From this view, the framework of responding to disaster ought not to be charity based. Service delivery and rehabilitation efforts in disaster situations that are based on charity reinforce mendicancy and sense of dependence among the poor. It is a highly disempowering vicious cycle that only serves to perpetuate the poor in the doldrums of impoverishment, and which we must immediately put an end to.

The framework that we must work with should start with the premise that those who are in most need must be given the most help, because they are inherently entitled to it. The reason for having this context is that disaster assistance is not a neutral activity; it is always impelled by some force, some reason or motivation. The reason that moves one to extend help to disaster victims, may be different from that of the other, but it must always be carried under a framework that identifies rights holders and duty bearers.

This recognition of rights holders is attendant if the framework applied is a rights-based approach, which has as its basis the core international human rights instruments. A rights-based approach frees the rights holders from dependency and the burden of gratitude, and instead gives a sense of empowerment since the view becomes that the disaster assistance was, or is being provided, as matter of right, and not as an act of charity.

Persons claiming welfare assistance, on the basis of rights, also does not lose or sacrifice their dignity, which further encourages them to engage their leaders and express their needs on other facets of developmental needs. It is for this reason, the ability of the rights-based approach to identify the fulcrum of disaster victims’ needs towards full rehabilitation and its potential use in realizing the accountability and ethical dimensions of disaster response and rehabilitation, that it serves the higher purpose integrative holistic development.

(Entries taken from a collection)
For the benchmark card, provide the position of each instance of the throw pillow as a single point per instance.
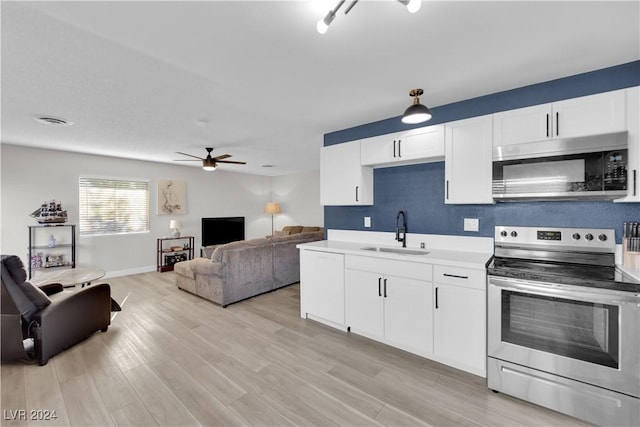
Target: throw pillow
(15, 268)
(310, 229)
(35, 295)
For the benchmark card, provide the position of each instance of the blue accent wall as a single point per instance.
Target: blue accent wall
(419, 189)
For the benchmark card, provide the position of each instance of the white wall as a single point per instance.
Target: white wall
(299, 198)
(30, 177)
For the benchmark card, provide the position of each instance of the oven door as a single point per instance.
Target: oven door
(586, 334)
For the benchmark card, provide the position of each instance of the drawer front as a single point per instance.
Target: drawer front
(460, 276)
(410, 270)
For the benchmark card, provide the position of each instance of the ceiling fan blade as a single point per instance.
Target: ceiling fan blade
(231, 161)
(190, 155)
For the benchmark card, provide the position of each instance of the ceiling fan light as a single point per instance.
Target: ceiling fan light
(208, 164)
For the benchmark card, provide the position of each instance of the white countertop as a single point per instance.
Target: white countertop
(457, 258)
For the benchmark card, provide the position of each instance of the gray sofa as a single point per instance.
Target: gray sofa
(243, 269)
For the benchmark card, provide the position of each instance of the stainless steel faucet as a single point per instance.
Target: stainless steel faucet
(401, 232)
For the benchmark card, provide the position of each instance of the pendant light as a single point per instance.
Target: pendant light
(416, 113)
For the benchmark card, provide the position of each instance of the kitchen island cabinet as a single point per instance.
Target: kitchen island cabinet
(459, 320)
(390, 301)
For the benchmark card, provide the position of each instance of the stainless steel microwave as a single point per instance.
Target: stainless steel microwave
(579, 168)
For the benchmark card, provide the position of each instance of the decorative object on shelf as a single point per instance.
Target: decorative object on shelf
(54, 260)
(170, 250)
(323, 23)
(36, 260)
(272, 208)
(175, 225)
(172, 197)
(50, 213)
(56, 250)
(416, 113)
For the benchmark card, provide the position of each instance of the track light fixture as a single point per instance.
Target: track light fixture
(416, 113)
(323, 24)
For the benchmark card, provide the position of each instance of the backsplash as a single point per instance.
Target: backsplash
(419, 189)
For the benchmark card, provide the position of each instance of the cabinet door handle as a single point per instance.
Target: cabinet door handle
(455, 276)
(548, 125)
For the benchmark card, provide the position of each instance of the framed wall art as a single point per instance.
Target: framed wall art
(172, 197)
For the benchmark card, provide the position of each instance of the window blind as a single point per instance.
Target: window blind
(113, 206)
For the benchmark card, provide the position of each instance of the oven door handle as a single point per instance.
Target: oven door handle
(560, 291)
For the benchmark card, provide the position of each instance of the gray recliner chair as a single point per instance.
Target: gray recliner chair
(40, 322)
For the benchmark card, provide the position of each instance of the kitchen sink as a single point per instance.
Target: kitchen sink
(401, 251)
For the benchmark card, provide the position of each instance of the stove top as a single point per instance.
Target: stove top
(562, 273)
(569, 256)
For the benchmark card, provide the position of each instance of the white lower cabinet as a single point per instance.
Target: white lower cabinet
(322, 286)
(435, 311)
(459, 325)
(383, 305)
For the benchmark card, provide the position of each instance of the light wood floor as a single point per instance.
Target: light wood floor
(173, 359)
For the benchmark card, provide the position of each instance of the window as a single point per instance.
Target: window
(113, 206)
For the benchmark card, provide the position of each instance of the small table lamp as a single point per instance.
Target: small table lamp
(272, 208)
(174, 225)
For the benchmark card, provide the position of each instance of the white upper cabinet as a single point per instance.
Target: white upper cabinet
(343, 182)
(419, 145)
(576, 117)
(468, 165)
(633, 126)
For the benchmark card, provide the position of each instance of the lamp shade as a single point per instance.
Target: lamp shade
(416, 113)
(272, 208)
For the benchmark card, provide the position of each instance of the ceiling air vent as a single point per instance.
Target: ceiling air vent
(56, 121)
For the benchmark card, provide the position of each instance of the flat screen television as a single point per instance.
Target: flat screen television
(216, 231)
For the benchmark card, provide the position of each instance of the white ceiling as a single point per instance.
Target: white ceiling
(144, 79)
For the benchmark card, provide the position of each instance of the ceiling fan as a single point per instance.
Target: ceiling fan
(209, 163)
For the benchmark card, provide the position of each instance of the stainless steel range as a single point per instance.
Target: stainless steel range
(564, 323)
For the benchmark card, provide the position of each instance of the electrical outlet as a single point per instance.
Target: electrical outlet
(471, 224)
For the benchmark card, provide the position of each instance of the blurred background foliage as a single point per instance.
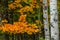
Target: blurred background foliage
(11, 11)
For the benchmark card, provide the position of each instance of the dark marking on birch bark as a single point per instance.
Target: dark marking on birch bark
(55, 20)
(52, 38)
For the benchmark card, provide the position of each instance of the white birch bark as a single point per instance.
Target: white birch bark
(54, 20)
(45, 16)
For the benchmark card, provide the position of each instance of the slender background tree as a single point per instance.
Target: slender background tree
(45, 16)
(54, 20)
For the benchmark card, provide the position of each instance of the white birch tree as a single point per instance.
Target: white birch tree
(45, 19)
(54, 20)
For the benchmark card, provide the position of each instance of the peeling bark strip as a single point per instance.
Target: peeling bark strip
(45, 19)
(54, 20)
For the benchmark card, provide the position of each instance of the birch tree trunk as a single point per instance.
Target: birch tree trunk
(54, 20)
(45, 16)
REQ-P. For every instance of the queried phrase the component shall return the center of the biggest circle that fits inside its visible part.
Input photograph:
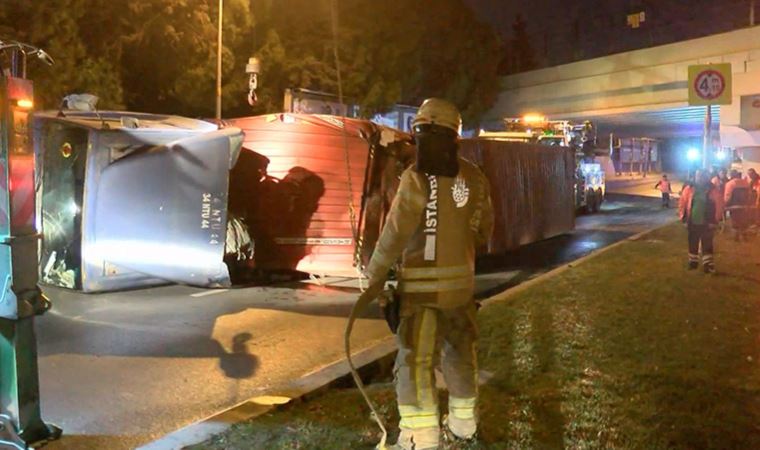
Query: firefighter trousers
(428, 336)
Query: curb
(379, 354)
(554, 272)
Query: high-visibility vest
(436, 222)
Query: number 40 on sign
(710, 84)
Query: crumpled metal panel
(531, 189)
(162, 211)
(294, 184)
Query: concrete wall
(653, 78)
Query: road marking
(209, 292)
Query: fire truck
(580, 138)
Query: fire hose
(389, 302)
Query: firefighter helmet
(437, 111)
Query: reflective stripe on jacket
(733, 188)
(436, 223)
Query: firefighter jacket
(736, 193)
(435, 223)
(663, 186)
(714, 210)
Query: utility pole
(219, 63)
(21, 424)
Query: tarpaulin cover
(531, 189)
(295, 183)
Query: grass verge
(626, 350)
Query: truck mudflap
(162, 211)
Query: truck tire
(590, 207)
(599, 199)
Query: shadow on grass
(628, 350)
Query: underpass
(644, 93)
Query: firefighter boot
(417, 439)
(461, 421)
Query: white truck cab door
(162, 210)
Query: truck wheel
(599, 198)
(590, 202)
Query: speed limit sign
(710, 84)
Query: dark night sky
(569, 30)
(501, 13)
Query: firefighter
(441, 213)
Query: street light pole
(219, 64)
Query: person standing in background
(664, 186)
(701, 208)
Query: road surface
(121, 369)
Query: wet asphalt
(121, 369)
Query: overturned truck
(130, 200)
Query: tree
(160, 56)
(521, 48)
(54, 25)
(391, 52)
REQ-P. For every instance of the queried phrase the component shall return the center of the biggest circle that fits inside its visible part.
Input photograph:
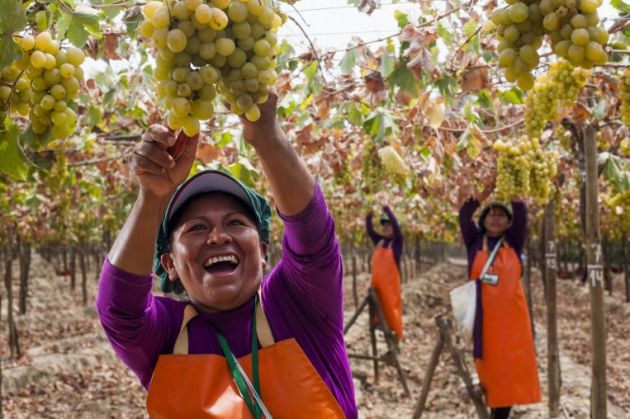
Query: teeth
(225, 258)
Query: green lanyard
(237, 372)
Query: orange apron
(386, 283)
(201, 386)
(508, 371)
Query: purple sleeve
(517, 233)
(138, 325)
(311, 266)
(398, 236)
(374, 236)
(469, 229)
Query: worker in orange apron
(386, 268)
(504, 351)
(225, 340)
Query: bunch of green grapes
(15, 91)
(513, 169)
(543, 168)
(54, 76)
(525, 169)
(204, 46)
(568, 80)
(624, 96)
(520, 35)
(541, 105)
(560, 86)
(372, 171)
(573, 28)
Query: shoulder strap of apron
(181, 344)
(265, 337)
(493, 255)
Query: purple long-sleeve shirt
(396, 241)
(473, 237)
(302, 298)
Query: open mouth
(221, 265)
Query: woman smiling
(239, 345)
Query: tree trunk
(595, 279)
(626, 263)
(418, 256)
(553, 355)
(24, 250)
(73, 265)
(9, 255)
(83, 271)
(528, 285)
(606, 252)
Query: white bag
(464, 302)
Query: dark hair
(484, 213)
(176, 286)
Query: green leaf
(404, 78)
(77, 27)
(599, 110)
(615, 171)
(388, 64)
(9, 52)
(620, 5)
(13, 162)
(349, 61)
(310, 71)
(401, 18)
(244, 171)
(470, 27)
(12, 17)
(513, 96)
(446, 35)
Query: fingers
(160, 135)
(189, 151)
(154, 153)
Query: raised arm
(291, 182)
(466, 223)
(517, 233)
(369, 228)
(138, 324)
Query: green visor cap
(204, 182)
(496, 204)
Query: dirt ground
(69, 370)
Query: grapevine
(572, 26)
(624, 96)
(208, 46)
(559, 87)
(524, 169)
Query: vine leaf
(78, 26)
(13, 162)
(12, 19)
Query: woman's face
(388, 230)
(216, 252)
(496, 222)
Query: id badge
(490, 279)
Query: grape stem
(319, 63)
(422, 25)
(120, 4)
(466, 42)
(13, 87)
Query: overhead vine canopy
(465, 90)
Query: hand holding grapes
(266, 128)
(158, 172)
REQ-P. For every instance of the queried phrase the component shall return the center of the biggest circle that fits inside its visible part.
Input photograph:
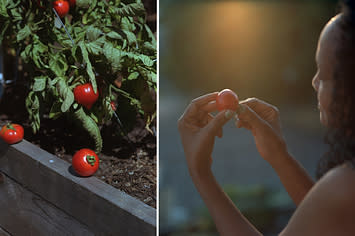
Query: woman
(326, 207)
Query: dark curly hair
(341, 131)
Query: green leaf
(83, 3)
(113, 55)
(96, 46)
(39, 83)
(89, 69)
(93, 33)
(131, 37)
(151, 35)
(133, 76)
(58, 64)
(66, 94)
(55, 111)
(91, 127)
(23, 33)
(139, 57)
(114, 35)
(134, 9)
(32, 106)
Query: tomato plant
(12, 133)
(85, 162)
(84, 94)
(106, 44)
(72, 3)
(61, 7)
(227, 99)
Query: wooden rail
(39, 195)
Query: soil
(127, 162)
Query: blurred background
(263, 49)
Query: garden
(82, 75)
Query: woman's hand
(198, 129)
(264, 121)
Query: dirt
(127, 162)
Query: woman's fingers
(214, 127)
(220, 131)
(249, 117)
(197, 105)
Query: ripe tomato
(40, 4)
(84, 95)
(227, 99)
(11, 133)
(61, 7)
(113, 105)
(72, 3)
(85, 162)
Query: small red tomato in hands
(84, 95)
(113, 105)
(11, 133)
(61, 7)
(227, 100)
(72, 3)
(85, 162)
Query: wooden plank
(104, 209)
(29, 214)
(4, 233)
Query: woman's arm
(328, 209)
(263, 120)
(226, 216)
(198, 130)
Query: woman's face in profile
(325, 59)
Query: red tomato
(227, 100)
(61, 7)
(40, 4)
(85, 162)
(12, 133)
(113, 105)
(84, 95)
(72, 3)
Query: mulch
(128, 163)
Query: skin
(323, 208)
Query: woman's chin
(323, 119)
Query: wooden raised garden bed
(41, 195)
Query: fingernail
(240, 109)
(229, 114)
(236, 117)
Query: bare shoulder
(328, 208)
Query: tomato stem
(10, 126)
(91, 160)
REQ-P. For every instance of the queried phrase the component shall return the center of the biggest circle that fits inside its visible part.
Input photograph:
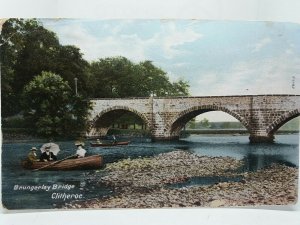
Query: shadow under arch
(106, 117)
(185, 116)
(280, 121)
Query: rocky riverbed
(145, 183)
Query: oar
(54, 162)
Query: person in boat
(80, 152)
(114, 139)
(32, 157)
(47, 155)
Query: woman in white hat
(80, 152)
(32, 155)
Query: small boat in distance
(85, 163)
(95, 144)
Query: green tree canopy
(119, 77)
(27, 49)
(52, 108)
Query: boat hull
(109, 144)
(89, 162)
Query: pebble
(141, 183)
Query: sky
(216, 57)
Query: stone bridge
(165, 117)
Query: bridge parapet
(262, 115)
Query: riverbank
(147, 183)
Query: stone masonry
(261, 115)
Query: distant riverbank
(230, 131)
(23, 134)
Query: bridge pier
(261, 115)
(261, 139)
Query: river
(285, 150)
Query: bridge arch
(281, 120)
(186, 115)
(99, 125)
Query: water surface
(256, 156)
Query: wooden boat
(89, 162)
(95, 144)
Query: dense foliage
(54, 111)
(27, 49)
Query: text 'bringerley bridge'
(261, 115)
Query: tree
(52, 108)
(27, 49)
(119, 77)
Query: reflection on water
(257, 156)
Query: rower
(80, 152)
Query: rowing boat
(95, 144)
(89, 162)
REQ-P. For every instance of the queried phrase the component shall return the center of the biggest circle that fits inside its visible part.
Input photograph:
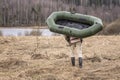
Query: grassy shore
(25, 58)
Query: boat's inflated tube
(76, 25)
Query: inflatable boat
(76, 25)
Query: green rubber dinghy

**Work instructions**
[1] Answer these questions from the text on rights-based disaster response.
(a) What do charity-based service delivery and rehabilitation efforts reinforce among the poor?
(b) Who must be given the most help?
(c) What does a rights-based approach have as its basis?
[2] Carry on the text on rights-based disaster response from its final sentence.

**Results for each task**
[1]
(a) Mendicancy and a sense of dependence.
(b) Those who are in most need, because they are inherently entitled to it.
(c) The core international human rights instruments.

[2]
Concrete steps forward

Utilizing the rights-based approach in actual disaster response and rehabilitation is no abstract matter. Some credible instruments and documents have been prepared, most notably the 2011 Operational Guidelines on the Protection of Persons in Situations of Natural Disasters produced by the IASC (Inter-Agency Standing Committee) which is a forum in the United Nations between UN and non-UN humanitarian organizations, as well as the IASC Field Manual in 2008.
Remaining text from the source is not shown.